- _Brief_
Find every line with the string "pink" in the material below and copy it.

>>

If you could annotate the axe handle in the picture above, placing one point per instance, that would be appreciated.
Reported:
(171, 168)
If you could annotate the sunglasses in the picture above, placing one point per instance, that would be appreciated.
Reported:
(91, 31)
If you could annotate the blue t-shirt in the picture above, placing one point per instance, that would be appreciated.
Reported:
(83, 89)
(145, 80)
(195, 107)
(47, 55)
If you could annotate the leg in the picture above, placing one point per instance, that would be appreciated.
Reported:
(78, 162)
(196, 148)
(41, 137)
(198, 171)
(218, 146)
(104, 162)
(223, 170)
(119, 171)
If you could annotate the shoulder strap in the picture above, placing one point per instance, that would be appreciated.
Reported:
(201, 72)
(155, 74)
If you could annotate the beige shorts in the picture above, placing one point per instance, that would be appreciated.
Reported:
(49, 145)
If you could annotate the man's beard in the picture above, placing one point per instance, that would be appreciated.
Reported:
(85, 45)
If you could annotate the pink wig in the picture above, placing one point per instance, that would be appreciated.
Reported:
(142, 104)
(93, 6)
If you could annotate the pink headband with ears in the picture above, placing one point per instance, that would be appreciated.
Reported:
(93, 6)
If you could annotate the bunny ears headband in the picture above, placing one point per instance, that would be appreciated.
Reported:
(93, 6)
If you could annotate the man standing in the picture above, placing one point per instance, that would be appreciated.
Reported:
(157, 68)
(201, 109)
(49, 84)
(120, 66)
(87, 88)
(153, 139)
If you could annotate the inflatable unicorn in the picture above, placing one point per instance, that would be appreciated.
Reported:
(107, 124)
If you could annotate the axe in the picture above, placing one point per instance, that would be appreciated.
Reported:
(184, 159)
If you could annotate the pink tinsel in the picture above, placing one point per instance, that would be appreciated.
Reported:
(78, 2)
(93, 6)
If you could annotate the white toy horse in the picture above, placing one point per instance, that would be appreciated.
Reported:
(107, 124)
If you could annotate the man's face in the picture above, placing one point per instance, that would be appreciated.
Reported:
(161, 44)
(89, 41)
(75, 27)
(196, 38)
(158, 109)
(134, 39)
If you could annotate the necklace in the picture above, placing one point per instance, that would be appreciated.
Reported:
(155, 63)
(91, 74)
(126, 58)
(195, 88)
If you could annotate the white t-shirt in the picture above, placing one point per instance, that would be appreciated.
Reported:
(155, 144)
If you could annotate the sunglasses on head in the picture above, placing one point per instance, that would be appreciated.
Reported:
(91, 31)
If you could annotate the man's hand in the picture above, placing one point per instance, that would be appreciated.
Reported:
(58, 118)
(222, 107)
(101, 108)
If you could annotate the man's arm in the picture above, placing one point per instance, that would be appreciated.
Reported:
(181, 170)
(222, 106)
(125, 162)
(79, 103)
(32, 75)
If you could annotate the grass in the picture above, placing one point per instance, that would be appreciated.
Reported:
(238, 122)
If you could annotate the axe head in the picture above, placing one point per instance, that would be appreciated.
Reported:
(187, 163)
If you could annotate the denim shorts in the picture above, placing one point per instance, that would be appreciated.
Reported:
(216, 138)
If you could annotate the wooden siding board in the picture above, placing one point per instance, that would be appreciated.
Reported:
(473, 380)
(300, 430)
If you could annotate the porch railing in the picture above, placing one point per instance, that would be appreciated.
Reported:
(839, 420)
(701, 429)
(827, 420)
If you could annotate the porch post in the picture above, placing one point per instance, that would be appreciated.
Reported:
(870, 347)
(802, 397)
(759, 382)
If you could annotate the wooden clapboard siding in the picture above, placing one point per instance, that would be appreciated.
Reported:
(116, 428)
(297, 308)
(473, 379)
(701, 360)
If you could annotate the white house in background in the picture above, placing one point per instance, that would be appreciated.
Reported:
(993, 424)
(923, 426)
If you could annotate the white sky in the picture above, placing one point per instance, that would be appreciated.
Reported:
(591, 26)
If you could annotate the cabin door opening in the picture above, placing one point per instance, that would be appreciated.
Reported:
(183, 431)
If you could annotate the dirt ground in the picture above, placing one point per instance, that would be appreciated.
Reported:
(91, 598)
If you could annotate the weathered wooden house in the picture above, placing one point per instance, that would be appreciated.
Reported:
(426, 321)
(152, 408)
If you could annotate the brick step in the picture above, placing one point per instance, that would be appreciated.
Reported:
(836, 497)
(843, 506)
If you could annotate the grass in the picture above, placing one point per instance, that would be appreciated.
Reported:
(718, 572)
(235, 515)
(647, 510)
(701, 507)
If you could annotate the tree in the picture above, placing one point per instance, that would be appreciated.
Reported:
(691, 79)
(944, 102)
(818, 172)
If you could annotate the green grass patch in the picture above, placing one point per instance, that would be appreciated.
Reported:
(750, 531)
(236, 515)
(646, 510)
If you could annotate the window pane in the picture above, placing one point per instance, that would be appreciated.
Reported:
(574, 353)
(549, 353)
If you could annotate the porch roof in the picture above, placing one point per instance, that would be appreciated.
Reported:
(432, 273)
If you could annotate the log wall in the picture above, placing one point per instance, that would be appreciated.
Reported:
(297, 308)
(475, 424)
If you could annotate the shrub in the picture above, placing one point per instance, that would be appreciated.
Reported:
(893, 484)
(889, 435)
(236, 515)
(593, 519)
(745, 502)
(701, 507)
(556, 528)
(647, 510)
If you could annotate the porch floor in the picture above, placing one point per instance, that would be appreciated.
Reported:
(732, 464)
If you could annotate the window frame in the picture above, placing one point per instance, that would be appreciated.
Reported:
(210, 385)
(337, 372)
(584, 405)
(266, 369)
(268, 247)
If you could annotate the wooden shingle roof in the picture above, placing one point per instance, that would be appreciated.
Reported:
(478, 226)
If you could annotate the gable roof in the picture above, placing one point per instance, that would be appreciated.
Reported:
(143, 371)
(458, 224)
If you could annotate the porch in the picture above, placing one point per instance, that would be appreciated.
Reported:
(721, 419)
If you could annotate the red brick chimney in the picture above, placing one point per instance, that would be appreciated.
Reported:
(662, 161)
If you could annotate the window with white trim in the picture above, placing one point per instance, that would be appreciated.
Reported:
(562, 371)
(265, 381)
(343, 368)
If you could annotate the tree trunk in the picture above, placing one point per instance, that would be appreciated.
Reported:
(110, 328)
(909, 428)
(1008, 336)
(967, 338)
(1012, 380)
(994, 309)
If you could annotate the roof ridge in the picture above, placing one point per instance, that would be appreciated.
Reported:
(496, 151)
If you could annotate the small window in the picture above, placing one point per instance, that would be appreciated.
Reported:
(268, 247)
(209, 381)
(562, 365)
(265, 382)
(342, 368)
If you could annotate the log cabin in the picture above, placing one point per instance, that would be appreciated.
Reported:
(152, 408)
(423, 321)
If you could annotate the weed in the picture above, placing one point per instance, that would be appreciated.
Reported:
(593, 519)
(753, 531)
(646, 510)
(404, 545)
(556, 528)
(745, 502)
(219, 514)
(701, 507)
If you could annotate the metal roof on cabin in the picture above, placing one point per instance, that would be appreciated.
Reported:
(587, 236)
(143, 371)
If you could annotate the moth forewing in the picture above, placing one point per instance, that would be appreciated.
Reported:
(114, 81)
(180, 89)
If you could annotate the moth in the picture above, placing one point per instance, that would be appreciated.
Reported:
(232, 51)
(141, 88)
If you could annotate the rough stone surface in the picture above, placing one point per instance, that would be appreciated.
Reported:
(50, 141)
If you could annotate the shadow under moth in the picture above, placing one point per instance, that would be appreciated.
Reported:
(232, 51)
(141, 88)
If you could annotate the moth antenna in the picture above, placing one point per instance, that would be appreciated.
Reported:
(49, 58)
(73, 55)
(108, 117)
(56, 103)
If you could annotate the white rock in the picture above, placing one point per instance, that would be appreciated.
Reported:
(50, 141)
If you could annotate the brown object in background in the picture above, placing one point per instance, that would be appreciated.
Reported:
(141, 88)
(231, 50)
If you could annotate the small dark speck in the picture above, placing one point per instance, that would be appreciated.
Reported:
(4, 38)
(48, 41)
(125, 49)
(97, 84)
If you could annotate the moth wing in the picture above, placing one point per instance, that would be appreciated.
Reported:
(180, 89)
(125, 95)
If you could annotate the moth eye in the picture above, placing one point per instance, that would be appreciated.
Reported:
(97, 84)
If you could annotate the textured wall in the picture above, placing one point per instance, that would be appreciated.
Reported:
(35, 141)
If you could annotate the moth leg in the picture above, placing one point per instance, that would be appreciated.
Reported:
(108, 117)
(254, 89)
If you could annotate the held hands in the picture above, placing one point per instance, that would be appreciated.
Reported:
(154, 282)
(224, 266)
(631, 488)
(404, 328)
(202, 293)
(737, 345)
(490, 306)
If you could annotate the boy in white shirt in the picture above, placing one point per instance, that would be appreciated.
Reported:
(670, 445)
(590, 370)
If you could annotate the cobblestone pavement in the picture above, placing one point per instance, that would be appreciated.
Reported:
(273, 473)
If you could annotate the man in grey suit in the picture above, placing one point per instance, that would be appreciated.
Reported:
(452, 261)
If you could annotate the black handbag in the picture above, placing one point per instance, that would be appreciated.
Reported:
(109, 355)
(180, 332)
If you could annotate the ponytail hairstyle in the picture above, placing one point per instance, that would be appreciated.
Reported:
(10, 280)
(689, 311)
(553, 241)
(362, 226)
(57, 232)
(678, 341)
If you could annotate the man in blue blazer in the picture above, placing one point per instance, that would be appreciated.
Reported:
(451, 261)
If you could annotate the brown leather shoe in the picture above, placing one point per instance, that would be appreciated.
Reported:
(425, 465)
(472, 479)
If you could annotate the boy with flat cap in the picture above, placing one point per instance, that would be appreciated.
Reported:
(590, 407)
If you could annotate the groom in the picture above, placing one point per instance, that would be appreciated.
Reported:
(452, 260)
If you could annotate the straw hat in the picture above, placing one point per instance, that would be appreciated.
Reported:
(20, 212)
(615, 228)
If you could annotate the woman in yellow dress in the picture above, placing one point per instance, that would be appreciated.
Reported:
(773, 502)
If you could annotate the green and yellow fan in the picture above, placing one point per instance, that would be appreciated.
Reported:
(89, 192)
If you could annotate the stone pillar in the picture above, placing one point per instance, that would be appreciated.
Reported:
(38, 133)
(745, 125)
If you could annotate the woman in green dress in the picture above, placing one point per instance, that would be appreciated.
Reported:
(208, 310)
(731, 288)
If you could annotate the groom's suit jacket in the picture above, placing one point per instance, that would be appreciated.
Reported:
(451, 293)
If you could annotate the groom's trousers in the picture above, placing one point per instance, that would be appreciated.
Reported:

<<

- _Reply to the exercise_
If you could annotate the pink wig in the picture above, placing one point per instance, that would be appreciated.
If you could annotate the pink headband with ears in the picture above, placing one point per instance, that would be appreciated.
If you could annotate the pink tinsel in the picture above, placing one point per instance, that would be appreciated.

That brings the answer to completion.